┌─ Provided data
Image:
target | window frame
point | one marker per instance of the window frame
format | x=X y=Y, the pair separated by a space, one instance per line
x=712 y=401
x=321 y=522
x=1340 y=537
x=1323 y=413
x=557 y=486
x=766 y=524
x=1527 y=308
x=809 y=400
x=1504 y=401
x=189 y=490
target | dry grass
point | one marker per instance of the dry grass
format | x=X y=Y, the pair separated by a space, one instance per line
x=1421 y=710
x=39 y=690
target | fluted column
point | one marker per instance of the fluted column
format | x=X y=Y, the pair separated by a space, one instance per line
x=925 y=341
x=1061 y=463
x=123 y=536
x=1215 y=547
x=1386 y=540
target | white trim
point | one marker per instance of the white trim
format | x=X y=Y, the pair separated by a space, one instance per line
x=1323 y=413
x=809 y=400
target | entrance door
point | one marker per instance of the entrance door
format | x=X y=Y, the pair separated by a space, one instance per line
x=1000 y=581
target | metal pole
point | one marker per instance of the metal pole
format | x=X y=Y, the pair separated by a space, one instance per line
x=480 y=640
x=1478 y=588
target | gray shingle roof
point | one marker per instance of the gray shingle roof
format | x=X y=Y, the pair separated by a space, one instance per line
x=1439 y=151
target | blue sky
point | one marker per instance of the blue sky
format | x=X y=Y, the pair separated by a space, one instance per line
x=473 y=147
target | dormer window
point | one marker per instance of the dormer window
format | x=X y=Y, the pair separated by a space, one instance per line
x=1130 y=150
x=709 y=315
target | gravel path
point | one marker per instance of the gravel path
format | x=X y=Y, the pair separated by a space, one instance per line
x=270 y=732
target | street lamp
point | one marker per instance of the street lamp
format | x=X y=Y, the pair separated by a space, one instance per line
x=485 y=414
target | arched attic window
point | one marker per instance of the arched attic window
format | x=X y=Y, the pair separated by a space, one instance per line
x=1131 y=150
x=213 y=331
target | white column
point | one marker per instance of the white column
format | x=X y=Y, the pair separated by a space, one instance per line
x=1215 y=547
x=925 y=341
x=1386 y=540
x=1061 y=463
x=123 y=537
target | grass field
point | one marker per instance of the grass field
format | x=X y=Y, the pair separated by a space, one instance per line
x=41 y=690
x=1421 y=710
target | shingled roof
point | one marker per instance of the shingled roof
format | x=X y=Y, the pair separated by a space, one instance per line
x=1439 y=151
└─
> **Aim of the exercise**: Render the items above, from the line with "target | gravel path" to the line with "x=123 y=537", as a two-column CSV with the columns item_text and item_answer. Give one row per item, with its text and its answer each in one quoted field and line breaks turned into spaces.

> **Output**:
item_text,item_answer
"target | gravel path point | one marker per instance of the gravel path format | x=X y=Y, the pair separated by a space, one instance per line","x=270 y=732"
"target | street lamp point | one marker per instance of the street lamp format | x=X y=Y, the pair separated by a space, one instance per line","x=485 y=414"
"target | arched attic window point | one marker per instance of the arched attic window format | x=X y=Y, the pair separated by a space, one instance per line","x=1131 y=150 x=213 y=331"
"target | white column point | one marker per instance of the white column format | x=X y=Y, the pair separated by a space, one instance per line","x=1215 y=547 x=925 y=341 x=1386 y=540 x=1061 y=463 x=123 y=537"